*Aim of the task*. Rewrite everything from the line containing "else: point(187, 55)." down to the end of the records, requests included, and raise each coordinate in the answer points by 67. Leave the sample points inside the requests as they are.

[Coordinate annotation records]
******************************
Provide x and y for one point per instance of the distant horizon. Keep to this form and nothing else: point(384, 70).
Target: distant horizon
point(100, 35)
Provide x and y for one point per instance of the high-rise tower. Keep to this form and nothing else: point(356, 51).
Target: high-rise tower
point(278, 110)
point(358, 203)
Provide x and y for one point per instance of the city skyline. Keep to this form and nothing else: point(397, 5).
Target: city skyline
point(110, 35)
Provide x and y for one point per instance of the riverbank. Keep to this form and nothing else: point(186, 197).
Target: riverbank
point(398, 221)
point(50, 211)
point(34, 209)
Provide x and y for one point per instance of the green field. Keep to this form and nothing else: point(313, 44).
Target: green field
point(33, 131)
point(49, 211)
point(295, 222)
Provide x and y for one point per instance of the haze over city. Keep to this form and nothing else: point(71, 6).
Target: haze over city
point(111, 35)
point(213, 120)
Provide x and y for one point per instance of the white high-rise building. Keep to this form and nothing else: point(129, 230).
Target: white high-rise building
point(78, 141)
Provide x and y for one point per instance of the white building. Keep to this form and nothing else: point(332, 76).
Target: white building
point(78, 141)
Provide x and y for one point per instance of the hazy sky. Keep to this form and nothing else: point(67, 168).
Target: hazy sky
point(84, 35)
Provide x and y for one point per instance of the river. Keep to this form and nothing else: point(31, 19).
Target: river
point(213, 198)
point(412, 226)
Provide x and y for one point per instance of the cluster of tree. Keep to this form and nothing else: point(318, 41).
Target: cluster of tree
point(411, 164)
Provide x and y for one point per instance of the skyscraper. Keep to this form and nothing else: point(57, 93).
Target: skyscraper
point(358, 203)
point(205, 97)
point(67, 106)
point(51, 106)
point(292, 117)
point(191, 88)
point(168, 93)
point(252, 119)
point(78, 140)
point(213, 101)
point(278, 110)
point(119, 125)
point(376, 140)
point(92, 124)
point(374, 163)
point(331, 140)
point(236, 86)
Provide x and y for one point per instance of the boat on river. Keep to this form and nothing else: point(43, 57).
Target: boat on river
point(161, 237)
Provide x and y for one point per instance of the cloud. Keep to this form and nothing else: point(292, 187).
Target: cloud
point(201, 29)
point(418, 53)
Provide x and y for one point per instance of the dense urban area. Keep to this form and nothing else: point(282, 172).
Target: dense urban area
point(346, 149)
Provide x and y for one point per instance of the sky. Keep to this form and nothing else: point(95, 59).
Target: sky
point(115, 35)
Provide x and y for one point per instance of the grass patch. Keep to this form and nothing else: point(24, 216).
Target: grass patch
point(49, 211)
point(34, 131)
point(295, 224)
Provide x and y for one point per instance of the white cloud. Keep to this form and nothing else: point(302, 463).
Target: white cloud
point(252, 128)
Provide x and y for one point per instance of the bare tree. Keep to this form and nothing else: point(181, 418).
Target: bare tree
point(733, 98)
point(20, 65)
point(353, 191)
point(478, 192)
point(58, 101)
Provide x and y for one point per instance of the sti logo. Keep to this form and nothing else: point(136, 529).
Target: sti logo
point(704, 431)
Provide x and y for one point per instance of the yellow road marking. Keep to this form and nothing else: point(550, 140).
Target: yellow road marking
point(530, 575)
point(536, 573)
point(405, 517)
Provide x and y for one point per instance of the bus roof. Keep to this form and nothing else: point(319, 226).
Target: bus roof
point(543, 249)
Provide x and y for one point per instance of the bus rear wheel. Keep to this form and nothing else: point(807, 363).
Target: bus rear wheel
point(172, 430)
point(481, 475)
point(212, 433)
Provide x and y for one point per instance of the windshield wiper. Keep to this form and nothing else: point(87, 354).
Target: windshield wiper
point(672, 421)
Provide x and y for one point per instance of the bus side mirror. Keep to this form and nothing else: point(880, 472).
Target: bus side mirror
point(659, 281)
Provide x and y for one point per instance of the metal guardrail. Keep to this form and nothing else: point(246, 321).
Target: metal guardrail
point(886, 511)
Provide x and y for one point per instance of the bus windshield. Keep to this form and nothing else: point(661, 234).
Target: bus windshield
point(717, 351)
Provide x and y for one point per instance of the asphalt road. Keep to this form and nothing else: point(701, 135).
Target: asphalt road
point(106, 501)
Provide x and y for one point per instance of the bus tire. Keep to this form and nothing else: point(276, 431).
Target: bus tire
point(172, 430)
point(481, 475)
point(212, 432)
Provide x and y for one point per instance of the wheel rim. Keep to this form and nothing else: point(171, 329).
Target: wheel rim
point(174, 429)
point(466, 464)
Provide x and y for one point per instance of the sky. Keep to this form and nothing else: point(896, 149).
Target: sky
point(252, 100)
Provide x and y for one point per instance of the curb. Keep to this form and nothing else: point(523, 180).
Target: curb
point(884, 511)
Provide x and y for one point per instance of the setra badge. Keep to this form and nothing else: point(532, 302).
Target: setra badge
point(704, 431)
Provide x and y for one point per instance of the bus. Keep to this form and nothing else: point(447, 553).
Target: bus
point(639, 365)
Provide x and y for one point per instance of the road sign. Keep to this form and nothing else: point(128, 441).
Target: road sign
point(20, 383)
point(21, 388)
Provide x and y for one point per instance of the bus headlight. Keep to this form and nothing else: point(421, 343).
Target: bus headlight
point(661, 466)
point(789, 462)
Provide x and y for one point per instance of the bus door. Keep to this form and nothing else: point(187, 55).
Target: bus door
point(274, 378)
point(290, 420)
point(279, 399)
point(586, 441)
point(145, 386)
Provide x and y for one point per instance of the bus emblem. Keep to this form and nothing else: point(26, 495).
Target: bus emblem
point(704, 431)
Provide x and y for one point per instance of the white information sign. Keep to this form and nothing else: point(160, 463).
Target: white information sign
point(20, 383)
******************************
*Worked solution*.
Provide x and y for one point per instance of the bus door. Keep to this form and nothing else: point(187, 55).
Target: bus door
point(341, 445)
point(357, 487)
point(346, 466)
point(653, 508)
point(212, 453)
Provide x and y for one point per instance of the bus emblem. Keep to this form and nothing else: point(26, 495).
Target: bus emblem
point(771, 498)
Provide x and y for one point per instance of the white information sign. Keep to this form and nothing else: point(160, 463).
Target: white information sign
point(87, 450)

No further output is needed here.